--- START ---

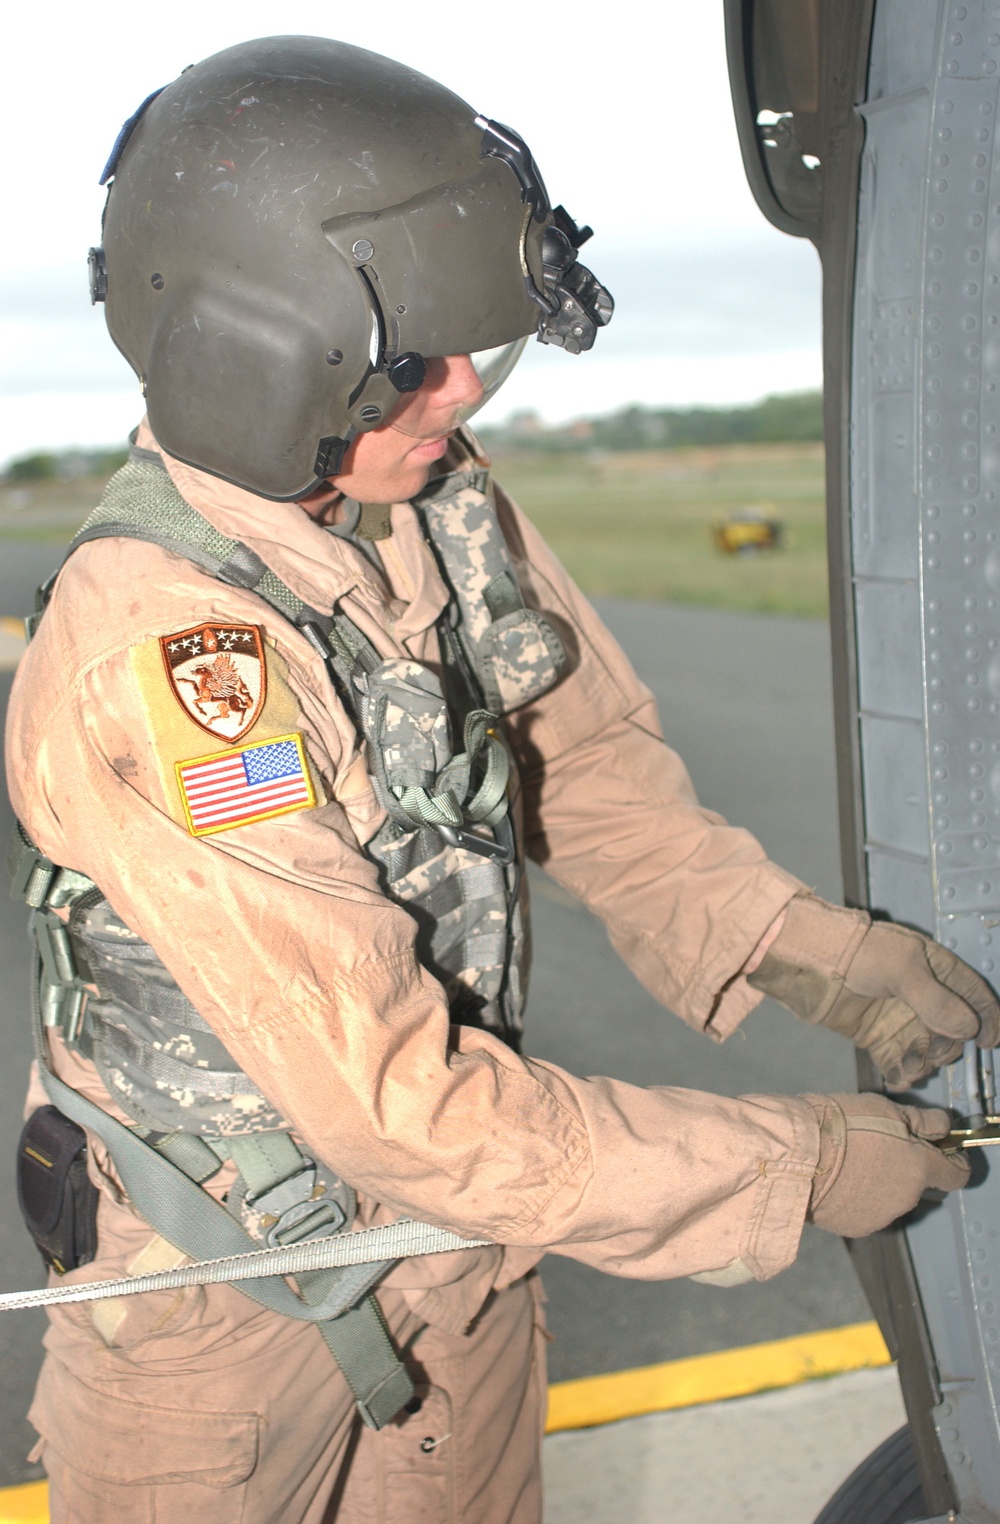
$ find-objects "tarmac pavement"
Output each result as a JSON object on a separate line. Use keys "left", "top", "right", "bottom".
{"left": 543, "top": 1365, "right": 908, "bottom": 1524}
{"left": 530, "top": 597, "right": 865, "bottom": 1382}
{"left": 0, "top": 546, "right": 873, "bottom": 1495}
{"left": 0, "top": 1363, "right": 912, "bottom": 1522}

--- END ---

• **TASK PROMPT**: Go through the data above and transcribe it in full, omitting any image.

• **ANSWER BELOW**:
$ find-objects "tarmac pavement"
Output each result as a JSON object on a separate line. Use keys "left", "top", "right", "bottom".
{"left": 543, "top": 1365, "right": 908, "bottom": 1524}
{"left": 530, "top": 597, "right": 865, "bottom": 1382}
{"left": 0, "top": 546, "right": 873, "bottom": 1495}
{"left": 0, "top": 1363, "right": 912, "bottom": 1522}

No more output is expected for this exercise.